# Stored data entries:
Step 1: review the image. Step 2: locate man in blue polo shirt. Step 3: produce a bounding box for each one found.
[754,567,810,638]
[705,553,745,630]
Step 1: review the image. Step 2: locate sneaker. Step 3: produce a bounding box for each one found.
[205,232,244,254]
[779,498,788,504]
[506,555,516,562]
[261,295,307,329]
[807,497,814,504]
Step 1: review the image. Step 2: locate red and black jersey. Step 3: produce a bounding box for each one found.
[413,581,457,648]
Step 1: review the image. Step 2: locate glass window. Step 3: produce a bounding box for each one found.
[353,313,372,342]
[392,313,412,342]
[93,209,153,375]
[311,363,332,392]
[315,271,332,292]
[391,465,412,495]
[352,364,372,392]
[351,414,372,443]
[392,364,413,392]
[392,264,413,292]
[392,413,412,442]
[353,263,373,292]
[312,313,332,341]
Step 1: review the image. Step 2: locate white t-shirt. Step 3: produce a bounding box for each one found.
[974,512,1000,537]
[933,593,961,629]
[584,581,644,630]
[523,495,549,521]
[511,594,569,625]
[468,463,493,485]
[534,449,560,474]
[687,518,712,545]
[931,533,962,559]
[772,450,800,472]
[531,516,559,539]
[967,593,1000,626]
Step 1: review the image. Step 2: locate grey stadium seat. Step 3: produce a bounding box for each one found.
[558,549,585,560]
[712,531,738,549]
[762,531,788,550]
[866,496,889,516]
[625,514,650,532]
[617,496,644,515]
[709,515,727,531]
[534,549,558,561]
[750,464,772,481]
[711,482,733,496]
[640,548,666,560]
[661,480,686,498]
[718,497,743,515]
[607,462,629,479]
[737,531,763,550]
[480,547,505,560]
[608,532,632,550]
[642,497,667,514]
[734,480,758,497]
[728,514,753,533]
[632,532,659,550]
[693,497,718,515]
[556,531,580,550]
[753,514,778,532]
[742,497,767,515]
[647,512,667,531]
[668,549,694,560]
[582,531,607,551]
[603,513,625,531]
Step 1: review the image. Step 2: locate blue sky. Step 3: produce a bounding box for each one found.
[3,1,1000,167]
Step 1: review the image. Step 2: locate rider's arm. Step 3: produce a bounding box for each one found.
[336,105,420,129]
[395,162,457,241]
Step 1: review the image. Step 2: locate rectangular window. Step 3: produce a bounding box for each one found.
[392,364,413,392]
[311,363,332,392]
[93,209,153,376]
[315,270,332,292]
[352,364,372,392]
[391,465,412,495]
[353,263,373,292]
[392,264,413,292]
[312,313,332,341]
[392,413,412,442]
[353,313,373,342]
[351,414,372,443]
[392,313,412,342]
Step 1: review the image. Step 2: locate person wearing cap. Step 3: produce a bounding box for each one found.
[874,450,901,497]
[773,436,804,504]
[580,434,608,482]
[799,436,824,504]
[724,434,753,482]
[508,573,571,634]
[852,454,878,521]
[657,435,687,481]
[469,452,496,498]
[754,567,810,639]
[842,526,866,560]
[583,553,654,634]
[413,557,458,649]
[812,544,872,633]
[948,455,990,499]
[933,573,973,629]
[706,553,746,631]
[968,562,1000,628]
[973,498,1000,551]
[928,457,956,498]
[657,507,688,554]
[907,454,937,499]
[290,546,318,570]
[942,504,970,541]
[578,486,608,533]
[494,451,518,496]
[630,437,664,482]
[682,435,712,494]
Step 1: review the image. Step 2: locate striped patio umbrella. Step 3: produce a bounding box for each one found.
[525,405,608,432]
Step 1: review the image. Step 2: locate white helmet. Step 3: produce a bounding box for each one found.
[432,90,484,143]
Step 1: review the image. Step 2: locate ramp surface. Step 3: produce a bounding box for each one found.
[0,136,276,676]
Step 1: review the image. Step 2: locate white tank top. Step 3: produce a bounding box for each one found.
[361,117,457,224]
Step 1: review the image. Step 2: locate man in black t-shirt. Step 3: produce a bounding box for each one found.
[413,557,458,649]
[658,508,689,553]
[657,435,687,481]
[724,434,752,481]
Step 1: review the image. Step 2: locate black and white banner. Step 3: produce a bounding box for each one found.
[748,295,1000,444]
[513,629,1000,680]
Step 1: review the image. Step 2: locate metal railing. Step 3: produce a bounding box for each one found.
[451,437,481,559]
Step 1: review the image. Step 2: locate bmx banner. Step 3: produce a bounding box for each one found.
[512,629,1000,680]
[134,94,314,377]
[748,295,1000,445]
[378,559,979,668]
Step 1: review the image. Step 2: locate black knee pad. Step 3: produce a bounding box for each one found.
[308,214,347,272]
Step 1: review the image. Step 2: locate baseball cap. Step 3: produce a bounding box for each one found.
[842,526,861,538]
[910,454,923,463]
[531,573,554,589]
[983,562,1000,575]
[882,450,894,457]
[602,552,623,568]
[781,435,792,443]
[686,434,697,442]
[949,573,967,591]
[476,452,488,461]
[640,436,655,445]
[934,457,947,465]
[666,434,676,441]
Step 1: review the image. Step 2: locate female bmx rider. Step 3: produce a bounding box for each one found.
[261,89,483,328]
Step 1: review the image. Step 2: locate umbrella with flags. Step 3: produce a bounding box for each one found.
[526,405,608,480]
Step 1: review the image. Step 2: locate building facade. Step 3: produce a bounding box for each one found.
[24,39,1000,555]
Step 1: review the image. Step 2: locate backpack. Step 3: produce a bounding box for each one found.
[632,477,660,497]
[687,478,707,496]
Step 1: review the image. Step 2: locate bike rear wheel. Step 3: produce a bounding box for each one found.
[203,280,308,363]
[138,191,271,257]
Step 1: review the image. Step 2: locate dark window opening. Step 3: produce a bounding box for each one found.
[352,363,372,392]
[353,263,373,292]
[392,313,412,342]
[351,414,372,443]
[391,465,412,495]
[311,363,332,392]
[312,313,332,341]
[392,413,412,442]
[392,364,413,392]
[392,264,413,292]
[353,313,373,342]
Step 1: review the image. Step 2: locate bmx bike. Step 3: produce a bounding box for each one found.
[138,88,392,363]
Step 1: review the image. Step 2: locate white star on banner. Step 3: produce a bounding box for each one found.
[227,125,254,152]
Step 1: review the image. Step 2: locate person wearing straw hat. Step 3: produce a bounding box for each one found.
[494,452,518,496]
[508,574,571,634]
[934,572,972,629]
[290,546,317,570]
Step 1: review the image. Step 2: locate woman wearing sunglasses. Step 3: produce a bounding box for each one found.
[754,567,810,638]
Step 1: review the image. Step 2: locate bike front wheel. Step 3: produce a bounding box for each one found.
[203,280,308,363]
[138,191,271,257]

# Work item:
From the line holding "Step 1: review the image. Step 2: locate person wearing straw" through the final line of the data above, copy every line exactly as written. Include nothing else.

# Final answer:
Step 1: review the image. Step 2: locate person wearing straw hat. Step 3: produce a bounding box for each one found.
[494,452,518,496]
[508,574,571,634]
[934,572,972,629]
[290,546,317,570]
Step 1: review the image. Step 2: locate woman wearing sunglasses. Step 3: produce a bounding box for each one found.
[754,567,810,638]
Step 1: review the image. Step 2: locate bike front wheel. Step 3: produce a bounding box for each one found.
[203,280,308,363]
[138,191,271,257]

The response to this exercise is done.